(Referring expression data)
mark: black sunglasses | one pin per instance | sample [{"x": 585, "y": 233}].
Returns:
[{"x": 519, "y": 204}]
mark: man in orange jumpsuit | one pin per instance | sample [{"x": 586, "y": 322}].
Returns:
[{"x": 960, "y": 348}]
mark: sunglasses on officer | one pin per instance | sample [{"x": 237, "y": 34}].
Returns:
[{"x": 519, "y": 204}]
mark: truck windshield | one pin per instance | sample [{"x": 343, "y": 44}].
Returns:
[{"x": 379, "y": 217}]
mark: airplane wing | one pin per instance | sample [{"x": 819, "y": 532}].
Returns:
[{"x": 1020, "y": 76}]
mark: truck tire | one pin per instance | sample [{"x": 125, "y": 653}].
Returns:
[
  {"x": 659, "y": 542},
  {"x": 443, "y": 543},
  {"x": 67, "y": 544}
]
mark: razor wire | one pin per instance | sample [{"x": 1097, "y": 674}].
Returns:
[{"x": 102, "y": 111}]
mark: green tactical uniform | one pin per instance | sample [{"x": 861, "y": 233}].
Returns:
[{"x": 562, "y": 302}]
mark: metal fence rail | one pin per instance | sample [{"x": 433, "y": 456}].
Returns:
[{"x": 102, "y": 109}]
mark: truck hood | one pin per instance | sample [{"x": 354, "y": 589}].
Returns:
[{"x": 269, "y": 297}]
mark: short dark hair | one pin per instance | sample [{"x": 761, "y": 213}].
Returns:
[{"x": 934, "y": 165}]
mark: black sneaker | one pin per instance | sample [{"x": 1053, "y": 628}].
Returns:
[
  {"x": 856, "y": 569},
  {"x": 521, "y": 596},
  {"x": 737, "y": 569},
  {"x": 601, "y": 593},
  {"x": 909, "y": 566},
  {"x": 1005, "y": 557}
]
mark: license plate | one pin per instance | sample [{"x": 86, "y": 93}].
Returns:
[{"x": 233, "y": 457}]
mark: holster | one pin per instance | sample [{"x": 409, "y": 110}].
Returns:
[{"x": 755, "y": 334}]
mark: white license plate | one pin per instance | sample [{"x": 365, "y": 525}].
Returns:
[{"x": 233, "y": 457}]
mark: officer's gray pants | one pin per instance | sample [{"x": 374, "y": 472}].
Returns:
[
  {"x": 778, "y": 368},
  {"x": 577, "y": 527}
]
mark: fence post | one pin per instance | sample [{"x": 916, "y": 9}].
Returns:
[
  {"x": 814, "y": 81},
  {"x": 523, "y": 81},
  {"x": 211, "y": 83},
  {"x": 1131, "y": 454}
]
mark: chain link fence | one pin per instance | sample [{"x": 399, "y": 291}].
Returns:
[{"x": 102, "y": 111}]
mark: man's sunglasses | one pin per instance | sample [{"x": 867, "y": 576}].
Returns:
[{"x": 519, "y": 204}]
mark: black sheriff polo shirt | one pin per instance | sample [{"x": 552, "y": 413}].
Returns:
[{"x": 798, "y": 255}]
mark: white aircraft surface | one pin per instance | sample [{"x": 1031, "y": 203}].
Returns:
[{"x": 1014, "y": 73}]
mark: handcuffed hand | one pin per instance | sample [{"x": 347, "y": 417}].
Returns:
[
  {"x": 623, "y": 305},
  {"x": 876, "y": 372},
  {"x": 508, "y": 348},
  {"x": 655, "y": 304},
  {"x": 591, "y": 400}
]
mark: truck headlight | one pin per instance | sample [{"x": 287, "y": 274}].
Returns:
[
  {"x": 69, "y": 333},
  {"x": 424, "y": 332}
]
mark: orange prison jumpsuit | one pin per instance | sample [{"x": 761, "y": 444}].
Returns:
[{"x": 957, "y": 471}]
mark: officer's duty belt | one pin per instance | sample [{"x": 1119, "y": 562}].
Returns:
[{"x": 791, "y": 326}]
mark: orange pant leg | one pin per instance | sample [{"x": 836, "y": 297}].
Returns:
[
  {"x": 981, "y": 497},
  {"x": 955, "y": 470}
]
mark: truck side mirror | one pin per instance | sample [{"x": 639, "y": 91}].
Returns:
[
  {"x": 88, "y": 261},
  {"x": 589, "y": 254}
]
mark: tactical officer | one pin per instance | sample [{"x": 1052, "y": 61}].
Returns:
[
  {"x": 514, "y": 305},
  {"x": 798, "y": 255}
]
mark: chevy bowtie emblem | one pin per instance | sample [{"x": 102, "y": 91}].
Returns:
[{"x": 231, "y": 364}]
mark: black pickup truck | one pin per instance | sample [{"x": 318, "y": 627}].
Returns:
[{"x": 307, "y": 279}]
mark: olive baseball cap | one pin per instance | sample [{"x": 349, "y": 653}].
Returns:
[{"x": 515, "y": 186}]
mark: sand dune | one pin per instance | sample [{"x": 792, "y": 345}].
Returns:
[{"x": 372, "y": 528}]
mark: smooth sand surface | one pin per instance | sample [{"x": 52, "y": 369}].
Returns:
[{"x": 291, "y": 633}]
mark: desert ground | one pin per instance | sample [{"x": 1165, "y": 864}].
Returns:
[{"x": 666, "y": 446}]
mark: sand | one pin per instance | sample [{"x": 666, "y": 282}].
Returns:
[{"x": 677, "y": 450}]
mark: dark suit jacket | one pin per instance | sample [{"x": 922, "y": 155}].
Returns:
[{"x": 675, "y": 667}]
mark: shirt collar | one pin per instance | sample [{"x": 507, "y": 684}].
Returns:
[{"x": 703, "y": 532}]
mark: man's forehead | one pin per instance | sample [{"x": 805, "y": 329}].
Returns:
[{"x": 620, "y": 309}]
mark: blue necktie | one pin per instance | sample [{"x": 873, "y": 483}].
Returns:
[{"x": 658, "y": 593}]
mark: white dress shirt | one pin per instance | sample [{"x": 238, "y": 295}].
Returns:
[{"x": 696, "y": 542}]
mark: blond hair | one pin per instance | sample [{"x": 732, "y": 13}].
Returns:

[The task] Nothing should be dropped. Retype each line above as it is.

[Answer space]
mark: black sunglasses | one pin per instance | sample [{"x": 585, "y": 233}].
Returns:
[{"x": 519, "y": 204}]
mark: man in orange jumpsuit | one pin per instance | sample [{"x": 586, "y": 322}].
Returns:
[{"x": 960, "y": 348}]
mark: sunglasses on officer | one pin per instance | sample [{"x": 237, "y": 34}].
Returns:
[{"x": 519, "y": 204}]
mark: truck windshield | one pin per instance | sample [{"x": 343, "y": 44}].
Returns:
[{"x": 379, "y": 217}]
mark: airplane wing | one pin per instance | sample [{"x": 819, "y": 532}].
Returns:
[{"x": 1020, "y": 76}]
mark: truck tire | one pin per instance | sample [{"x": 125, "y": 653}].
Returns:
[
  {"x": 659, "y": 542},
  {"x": 443, "y": 543},
  {"x": 67, "y": 544}
]
mark: razor wire | one pin per instance | sample [{"x": 1097, "y": 674}].
Returns:
[{"x": 102, "y": 111}]
mark: green tactical uniform | one pin per instance | sample [{"x": 861, "y": 233}].
Returns:
[{"x": 562, "y": 302}]
mark: metal fence rail | one pin per instance | sample [{"x": 433, "y": 456}].
Returns:
[{"x": 102, "y": 109}]
mark: truck hood | one pin per instance | sample [{"x": 354, "y": 589}].
Returns:
[{"x": 269, "y": 297}]
mark: short dark hair | one pin per instance | sample [{"x": 761, "y": 213}].
Returns:
[{"x": 934, "y": 165}]
mark: black sneaker | one pin per instance | sample [{"x": 1053, "y": 628}].
Returns:
[
  {"x": 856, "y": 569},
  {"x": 521, "y": 596},
  {"x": 737, "y": 569},
  {"x": 601, "y": 593},
  {"x": 909, "y": 566},
  {"x": 1005, "y": 557}
]
mark: license plate | one pin per instance | sample [{"x": 86, "y": 93}].
Returns:
[{"x": 233, "y": 457}]
mark: holster | one pin per instance | sample [{"x": 409, "y": 110}].
Returns:
[{"x": 755, "y": 334}]
mark: white license plate | one pin per instance | sample [{"x": 365, "y": 525}].
Returns:
[{"x": 233, "y": 457}]
mark: officer's gray pants | one pin per instance | sample [{"x": 374, "y": 472}].
Returns:
[
  {"x": 778, "y": 368},
  {"x": 577, "y": 527}
]
mark: fence post | one pin per instance | sample [{"x": 916, "y": 9}].
Returns:
[
  {"x": 814, "y": 81},
  {"x": 523, "y": 81},
  {"x": 211, "y": 83},
  {"x": 1131, "y": 454}
]
mark: chain link fence | one pin per instance | sample [{"x": 399, "y": 291}].
Returns:
[{"x": 102, "y": 111}]
mark: man's sunglasses | one pin per instance | sample [{"x": 867, "y": 576}].
Returns:
[{"x": 519, "y": 204}]
mark: black sheriff polo shirt | one pin per instance | sample [{"x": 552, "y": 413}].
Returns:
[{"x": 798, "y": 255}]
mark: white aircraft surface | one pin per instance | sample [{"x": 1031, "y": 203}].
Returns:
[{"x": 1014, "y": 73}]
mark: handcuffed hand | one pin per instance | sample [{"x": 347, "y": 417}].
Returns:
[
  {"x": 623, "y": 305},
  {"x": 876, "y": 372},
  {"x": 508, "y": 348},
  {"x": 655, "y": 304},
  {"x": 591, "y": 400}
]
mark: truck headlight | one pin per instance | sample [{"x": 287, "y": 274}].
Returns:
[
  {"x": 69, "y": 333},
  {"x": 424, "y": 332}
]
mark: orange prison jumpsuit | one pin per instance | sample [{"x": 761, "y": 444}].
Returns:
[{"x": 957, "y": 471}]
mark: officer's duty belt | one pin per instance | sample [{"x": 1119, "y": 562}].
Returns:
[{"x": 791, "y": 326}]
mark: orange pant leg | one pin per instance | sample [{"x": 836, "y": 297}].
Returns:
[
  {"x": 981, "y": 497},
  {"x": 955, "y": 470}
]
mark: truck side mirror | one pin per instance | sample [{"x": 639, "y": 91}].
Returns:
[
  {"x": 88, "y": 261},
  {"x": 589, "y": 254}
]
mark: tactical officer | one pin per instance | sample [{"x": 1052, "y": 61}].
Returns:
[
  {"x": 514, "y": 305},
  {"x": 798, "y": 255}
]
mark: chevy bowtie emblem | one pin per instance | sample [{"x": 102, "y": 91}].
Returns:
[{"x": 231, "y": 364}]
mark: black pickup truck | one pin per instance | sample [{"x": 318, "y": 627}].
Returns:
[{"x": 307, "y": 279}]
mark: olive baseball cap | one pin per instance | sample [{"x": 349, "y": 653}].
Returns:
[{"x": 515, "y": 186}]
mark: sand dune | one pin per instance | sample [{"x": 792, "y": 345}].
Returns:
[{"x": 372, "y": 528}]
mark: smooth sand surface | one pin per instance | sample [{"x": 52, "y": 369}].
Returns:
[{"x": 291, "y": 633}]
mark: desert ground | one pin per instance | sample [{"x": 1165, "y": 864}].
Returns:
[{"x": 666, "y": 446}]
mark: sand | one pin per instance | sample [{"x": 666, "y": 282}].
Returns:
[{"x": 677, "y": 450}]
mark: dark suit jacket | one pin per instance | sample [{"x": 922, "y": 155}].
Returns:
[{"x": 675, "y": 667}]
mark: shirt collar | one pin per instance | sample [{"x": 507, "y": 684}].
Returns:
[{"x": 703, "y": 532}]
mark: man's forehead | one pin per instance | sample [{"x": 805, "y": 329}].
Returns:
[{"x": 620, "y": 309}]
mark: blue necktie | one pin per instance | sample [{"x": 873, "y": 483}].
Returns:
[{"x": 658, "y": 593}]
mark: white dress shirt | one pin per instance | sample [{"x": 238, "y": 295}].
Returns:
[{"x": 696, "y": 542}]
mark: blond hair | one pin per instance | sample [{"x": 732, "y": 13}].
Returns:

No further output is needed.